→ ABOUT THIS TASK: Transcribe every entry word for word, but drop the pictures.

Data entries:
□ □ □ □ □

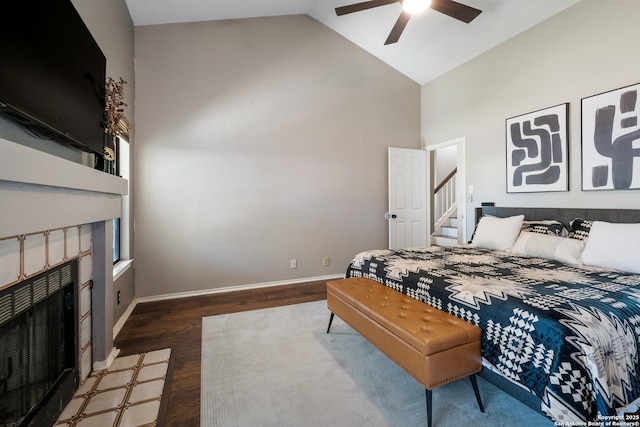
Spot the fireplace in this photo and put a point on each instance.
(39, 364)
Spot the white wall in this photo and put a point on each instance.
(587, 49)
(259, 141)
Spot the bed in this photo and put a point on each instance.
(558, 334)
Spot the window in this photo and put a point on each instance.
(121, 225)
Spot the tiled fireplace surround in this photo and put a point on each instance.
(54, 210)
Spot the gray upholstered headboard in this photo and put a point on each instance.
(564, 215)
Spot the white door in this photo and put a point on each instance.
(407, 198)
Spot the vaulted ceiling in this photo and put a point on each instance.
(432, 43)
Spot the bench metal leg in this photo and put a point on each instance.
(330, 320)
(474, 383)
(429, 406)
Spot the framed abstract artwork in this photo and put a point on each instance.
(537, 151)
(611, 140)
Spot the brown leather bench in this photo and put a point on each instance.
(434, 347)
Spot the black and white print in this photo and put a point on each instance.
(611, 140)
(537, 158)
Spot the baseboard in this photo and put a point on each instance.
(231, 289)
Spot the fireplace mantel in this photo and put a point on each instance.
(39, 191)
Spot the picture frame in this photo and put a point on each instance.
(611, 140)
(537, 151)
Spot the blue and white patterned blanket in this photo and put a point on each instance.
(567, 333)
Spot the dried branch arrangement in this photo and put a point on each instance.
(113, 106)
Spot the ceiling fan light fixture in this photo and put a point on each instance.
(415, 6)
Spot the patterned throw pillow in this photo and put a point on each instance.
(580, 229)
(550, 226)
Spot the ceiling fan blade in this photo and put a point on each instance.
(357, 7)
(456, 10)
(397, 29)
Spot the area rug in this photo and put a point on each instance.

□ □ □ □ □

→ SOLUTION:
Spot the fireplace in this photo and put a point on each instance.
(39, 364)
Spot the white wall in this photo and put a point on each instance.
(587, 49)
(259, 141)
Spot the bed in this photo and put a point on each instance.
(558, 334)
Spot the window in this photo and put a point on each instance.
(121, 225)
Spot the tiled fireplace surround in this photo and put a point on each instance.
(54, 210)
Spot the gray upholstered headboard in this photo and put a point on each instance.
(564, 215)
Spot the white door in this photo and put a point on each instance.
(407, 198)
Spot the vaulted ceiling in this photo and put a point on each instance.
(432, 43)
Spot the bench metal leg in this photo and put a point on each instance.
(330, 320)
(474, 383)
(429, 406)
Spot the framed abstract artwork in this photo and put a point on each instance.
(537, 151)
(611, 140)
Spot the brown leather bench in this photo and put a point on each instance.
(434, 347)
Spot the black and white print in this photo and put a point on each instance.
(611, 140)
(537, 158)
Spot the baseboard in this photo and put a point on each instance.
(231, 289)
Spot the fireplace mantel in this photo and put a point on each instance.
(39, 191)
Spot the picture frame in this photo and put a point on each instance.
(611, 140)
(537, 151)
Spot the blue and white patterned blanket in this photo and put a point on each instance.
(567, 333)
Spot the dried branch arrangement in this photo and put a point on each instance.
(113, 106)
Spot the ceiling fan light fixture in this photo and put a point on each instance.
(415, 6)
Spot the patterned throw pillow in this photo and put a point on each instance.
(580, 229)
(550, 226)
Spot the ceiling fan blade in this photo and put a point on each instance.
(357, 7)
(456, 10)
(397, 29)
Spot the area rug in this photo and put a point on each instance.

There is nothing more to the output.